The Howard government’s Pacific Solution began in 2001 in the wake of the Tampa crisis. A total of 1637 asylum seekers were dumped on Manus Island in Papua New Guinea and on Nauru. Andrew Bartlett, a Senator for the Democrats at the time and now a member of the Queensland Greens, was one of the few people allowed in to Nauru to visit the camps there.
“A lot of people were refused the right to enter the country”, he told Solidarity. “I’m assuming that because I was a member of parliament they thought they should let me in. I think that there was a deliberate and pre-agreed approach that the Australian government also supported of not letting people visit the island.”
Journalists were banned, and asylum seekers were refused access to lawyers, including Julian Burnside who was refused entry to Nauru until 2006. Even the Australian Human Rights Commissioner was refused access to Nauru when researching his report into children in detention, being told it was outside his jurisdiction.
“I visited Nauru four times in all, the first time was not until mid-2003, well after 18 months after the place had been set up”, said Bartlett.
“The first time I visited there were still over half a thousand [asylum seekers] and quite a few children, some of them using long houses, just a structure with a floor and open walls. There were pretty poor conditions as regards to the ablution blocks, the extent of and adequacy of the food and the support mechanisms.”

[Source records]
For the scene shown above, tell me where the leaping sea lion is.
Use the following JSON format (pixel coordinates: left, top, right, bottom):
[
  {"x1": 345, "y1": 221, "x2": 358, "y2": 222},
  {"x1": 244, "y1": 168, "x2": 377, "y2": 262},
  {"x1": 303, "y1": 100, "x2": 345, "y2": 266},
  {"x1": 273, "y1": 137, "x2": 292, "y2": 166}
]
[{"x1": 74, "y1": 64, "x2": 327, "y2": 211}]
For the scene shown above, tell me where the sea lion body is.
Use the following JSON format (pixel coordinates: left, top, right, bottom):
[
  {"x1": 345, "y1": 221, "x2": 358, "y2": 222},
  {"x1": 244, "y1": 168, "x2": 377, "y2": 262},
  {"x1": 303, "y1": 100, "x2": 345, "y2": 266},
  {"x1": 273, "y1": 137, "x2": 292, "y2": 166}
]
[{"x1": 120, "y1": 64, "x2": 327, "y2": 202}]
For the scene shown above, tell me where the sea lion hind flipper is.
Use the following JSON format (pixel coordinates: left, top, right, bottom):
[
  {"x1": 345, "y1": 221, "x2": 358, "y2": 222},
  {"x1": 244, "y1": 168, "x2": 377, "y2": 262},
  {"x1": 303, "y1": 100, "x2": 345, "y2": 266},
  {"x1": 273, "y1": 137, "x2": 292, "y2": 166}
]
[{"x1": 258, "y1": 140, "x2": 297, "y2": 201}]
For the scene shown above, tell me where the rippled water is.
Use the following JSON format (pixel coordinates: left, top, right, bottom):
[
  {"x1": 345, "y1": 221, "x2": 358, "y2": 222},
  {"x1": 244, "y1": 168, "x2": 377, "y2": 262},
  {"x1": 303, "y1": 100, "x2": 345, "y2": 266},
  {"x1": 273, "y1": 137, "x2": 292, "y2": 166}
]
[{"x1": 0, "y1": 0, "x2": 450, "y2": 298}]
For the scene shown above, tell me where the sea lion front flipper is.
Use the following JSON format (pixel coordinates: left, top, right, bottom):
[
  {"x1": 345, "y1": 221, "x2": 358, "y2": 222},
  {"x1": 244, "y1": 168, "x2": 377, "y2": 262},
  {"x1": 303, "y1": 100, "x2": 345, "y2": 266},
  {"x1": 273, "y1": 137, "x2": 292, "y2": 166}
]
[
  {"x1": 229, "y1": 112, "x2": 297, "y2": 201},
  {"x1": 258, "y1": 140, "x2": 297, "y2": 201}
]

[Task prompt]
According to the article on the Pacific Solution, when did Andrew Bartlett first visit Nauru? These rows have nothing to do with this.

[Solved exercise]
Mid-2003